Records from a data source
** start **

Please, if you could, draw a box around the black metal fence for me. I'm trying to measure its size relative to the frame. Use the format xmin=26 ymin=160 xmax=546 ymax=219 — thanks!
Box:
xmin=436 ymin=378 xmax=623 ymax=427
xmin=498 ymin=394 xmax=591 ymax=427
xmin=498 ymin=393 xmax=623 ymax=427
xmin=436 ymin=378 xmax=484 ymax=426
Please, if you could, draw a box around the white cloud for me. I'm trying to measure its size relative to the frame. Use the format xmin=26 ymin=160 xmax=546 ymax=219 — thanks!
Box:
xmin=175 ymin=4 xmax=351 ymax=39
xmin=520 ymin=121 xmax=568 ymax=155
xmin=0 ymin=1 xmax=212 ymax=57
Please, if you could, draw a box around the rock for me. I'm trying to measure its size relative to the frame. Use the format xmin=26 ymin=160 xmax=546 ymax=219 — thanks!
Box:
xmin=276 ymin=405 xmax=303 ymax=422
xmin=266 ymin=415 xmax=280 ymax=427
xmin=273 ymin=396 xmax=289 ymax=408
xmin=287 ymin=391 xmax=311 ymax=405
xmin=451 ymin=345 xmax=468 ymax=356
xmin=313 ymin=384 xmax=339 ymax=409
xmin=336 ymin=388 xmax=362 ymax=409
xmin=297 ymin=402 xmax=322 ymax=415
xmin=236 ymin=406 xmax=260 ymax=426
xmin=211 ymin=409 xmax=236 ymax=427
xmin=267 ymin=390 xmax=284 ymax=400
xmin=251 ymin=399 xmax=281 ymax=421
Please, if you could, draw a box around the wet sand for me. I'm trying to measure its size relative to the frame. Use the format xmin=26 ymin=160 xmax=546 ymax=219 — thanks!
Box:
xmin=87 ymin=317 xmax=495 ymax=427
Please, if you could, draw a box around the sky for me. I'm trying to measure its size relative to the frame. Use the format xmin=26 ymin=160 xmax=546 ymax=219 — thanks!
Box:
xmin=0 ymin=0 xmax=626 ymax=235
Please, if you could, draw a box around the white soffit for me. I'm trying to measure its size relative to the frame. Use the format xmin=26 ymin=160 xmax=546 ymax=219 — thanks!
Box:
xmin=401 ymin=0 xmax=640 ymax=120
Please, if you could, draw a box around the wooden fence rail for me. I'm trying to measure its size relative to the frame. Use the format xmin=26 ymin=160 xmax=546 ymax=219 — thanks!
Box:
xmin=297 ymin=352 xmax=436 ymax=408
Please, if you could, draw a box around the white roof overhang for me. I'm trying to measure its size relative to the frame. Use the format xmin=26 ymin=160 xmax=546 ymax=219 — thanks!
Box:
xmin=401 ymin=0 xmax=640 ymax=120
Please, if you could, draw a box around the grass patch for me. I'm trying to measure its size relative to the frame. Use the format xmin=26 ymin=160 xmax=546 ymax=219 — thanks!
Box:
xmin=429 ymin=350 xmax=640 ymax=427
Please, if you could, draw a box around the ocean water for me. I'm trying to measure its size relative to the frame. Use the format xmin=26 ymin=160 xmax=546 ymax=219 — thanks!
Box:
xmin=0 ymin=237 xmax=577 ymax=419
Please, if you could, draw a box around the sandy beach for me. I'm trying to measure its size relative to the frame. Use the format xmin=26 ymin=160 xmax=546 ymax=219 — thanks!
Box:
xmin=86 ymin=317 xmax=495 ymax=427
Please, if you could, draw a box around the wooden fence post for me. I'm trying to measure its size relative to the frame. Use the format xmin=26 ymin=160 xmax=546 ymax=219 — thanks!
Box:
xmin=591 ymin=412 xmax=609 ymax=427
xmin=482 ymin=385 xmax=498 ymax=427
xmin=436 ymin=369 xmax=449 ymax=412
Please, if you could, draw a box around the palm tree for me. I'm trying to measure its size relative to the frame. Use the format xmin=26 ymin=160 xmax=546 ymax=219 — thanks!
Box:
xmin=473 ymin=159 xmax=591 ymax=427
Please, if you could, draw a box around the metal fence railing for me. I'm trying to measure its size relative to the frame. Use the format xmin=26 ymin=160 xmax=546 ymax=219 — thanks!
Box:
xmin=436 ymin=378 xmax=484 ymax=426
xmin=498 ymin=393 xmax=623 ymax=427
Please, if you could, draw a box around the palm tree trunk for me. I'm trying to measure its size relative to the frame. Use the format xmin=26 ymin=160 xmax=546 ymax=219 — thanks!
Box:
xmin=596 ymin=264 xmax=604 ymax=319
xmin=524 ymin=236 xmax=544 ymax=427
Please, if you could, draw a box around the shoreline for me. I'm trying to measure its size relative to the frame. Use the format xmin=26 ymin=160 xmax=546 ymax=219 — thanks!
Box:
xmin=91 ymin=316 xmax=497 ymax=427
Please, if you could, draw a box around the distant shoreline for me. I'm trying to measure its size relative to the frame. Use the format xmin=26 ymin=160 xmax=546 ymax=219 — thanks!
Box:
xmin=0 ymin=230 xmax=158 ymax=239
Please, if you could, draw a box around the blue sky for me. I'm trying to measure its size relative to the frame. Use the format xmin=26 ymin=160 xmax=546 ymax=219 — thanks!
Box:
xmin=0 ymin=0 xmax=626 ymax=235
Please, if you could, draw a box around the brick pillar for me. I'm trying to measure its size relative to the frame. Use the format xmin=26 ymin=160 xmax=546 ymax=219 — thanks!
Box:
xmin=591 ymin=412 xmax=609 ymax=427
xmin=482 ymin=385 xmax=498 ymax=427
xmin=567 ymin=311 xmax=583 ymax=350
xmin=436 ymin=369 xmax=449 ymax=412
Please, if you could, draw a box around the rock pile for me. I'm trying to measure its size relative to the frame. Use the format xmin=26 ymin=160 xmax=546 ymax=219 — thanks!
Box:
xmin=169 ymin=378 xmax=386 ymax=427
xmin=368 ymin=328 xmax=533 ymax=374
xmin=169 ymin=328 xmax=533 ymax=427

** end **
** start **

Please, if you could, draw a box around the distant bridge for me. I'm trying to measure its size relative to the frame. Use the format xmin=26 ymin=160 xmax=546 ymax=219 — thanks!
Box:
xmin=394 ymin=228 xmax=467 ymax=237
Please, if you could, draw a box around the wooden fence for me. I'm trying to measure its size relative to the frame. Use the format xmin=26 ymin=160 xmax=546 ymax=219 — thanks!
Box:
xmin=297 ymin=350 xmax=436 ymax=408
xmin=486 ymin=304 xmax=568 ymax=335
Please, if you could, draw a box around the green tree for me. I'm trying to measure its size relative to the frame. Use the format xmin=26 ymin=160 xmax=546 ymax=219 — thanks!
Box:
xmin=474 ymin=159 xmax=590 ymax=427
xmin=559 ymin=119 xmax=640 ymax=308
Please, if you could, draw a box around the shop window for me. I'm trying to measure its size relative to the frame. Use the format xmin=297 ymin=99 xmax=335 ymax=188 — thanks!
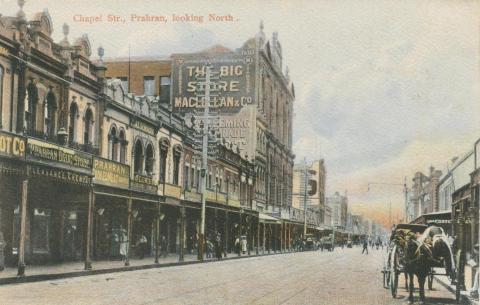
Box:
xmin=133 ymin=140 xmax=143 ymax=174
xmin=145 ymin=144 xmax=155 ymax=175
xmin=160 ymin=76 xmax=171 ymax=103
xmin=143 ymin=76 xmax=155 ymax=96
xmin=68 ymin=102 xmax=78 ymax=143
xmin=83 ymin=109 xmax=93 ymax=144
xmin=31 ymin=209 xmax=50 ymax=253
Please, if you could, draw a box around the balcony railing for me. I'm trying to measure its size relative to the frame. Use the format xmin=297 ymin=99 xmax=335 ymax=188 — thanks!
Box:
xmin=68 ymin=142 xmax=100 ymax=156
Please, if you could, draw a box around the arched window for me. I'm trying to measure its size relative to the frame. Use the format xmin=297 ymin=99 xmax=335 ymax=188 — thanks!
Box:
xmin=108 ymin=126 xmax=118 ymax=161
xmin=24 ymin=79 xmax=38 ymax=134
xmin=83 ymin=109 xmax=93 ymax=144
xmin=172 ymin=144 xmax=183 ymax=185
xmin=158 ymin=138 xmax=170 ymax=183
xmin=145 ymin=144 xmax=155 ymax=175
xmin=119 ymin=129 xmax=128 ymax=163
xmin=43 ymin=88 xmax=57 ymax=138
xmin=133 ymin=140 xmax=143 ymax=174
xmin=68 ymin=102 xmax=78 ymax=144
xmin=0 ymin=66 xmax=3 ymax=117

** end **
** start **

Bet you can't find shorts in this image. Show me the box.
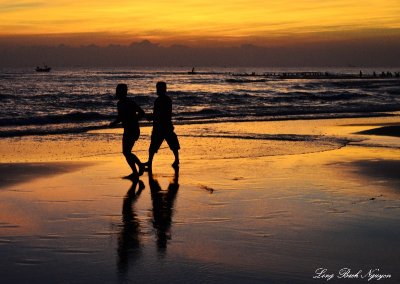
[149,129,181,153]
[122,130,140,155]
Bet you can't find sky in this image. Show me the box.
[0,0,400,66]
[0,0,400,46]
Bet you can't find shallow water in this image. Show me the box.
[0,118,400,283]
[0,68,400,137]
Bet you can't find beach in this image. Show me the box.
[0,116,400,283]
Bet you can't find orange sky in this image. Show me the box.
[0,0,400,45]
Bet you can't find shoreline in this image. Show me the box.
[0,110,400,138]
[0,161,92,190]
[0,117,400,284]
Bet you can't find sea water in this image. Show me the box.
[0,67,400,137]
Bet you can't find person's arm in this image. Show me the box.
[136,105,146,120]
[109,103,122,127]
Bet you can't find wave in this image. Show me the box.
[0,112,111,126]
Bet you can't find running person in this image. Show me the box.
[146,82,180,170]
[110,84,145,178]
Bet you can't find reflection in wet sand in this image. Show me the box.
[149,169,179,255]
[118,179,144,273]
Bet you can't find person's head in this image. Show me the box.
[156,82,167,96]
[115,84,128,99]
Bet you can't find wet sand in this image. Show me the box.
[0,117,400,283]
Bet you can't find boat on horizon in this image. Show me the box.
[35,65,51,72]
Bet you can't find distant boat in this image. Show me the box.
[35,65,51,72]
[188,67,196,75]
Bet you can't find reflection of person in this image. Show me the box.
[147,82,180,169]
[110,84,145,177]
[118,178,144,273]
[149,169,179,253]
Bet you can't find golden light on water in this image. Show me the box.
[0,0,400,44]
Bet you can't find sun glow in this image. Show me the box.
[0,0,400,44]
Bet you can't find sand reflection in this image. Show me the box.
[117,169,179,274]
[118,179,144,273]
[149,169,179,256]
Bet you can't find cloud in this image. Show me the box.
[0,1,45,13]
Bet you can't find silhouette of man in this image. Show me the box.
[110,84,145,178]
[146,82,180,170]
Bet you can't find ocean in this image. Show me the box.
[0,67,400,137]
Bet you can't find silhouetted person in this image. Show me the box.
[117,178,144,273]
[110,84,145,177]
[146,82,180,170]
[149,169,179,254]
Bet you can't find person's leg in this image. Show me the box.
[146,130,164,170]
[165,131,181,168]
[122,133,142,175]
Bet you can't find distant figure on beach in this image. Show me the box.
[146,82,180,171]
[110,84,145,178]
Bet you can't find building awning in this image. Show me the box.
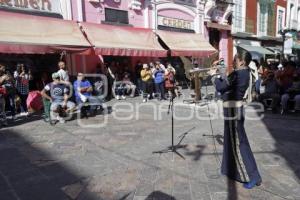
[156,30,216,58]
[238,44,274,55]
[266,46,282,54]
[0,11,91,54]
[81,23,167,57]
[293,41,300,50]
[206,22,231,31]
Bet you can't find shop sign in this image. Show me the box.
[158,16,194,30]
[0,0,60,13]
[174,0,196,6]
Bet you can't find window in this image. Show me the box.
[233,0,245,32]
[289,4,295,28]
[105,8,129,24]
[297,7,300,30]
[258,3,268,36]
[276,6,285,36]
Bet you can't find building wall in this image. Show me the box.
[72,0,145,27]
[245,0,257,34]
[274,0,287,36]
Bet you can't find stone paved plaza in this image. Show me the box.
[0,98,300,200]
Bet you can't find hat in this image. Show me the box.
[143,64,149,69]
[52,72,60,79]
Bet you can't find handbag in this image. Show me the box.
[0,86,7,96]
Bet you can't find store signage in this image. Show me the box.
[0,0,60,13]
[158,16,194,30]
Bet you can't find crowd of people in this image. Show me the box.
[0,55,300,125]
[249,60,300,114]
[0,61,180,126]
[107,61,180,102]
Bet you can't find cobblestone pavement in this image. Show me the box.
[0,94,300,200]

** end **

Count the lines in the data above that contain the string "rock", treating case as significant. Reply with the number alone.

◆ Full output
2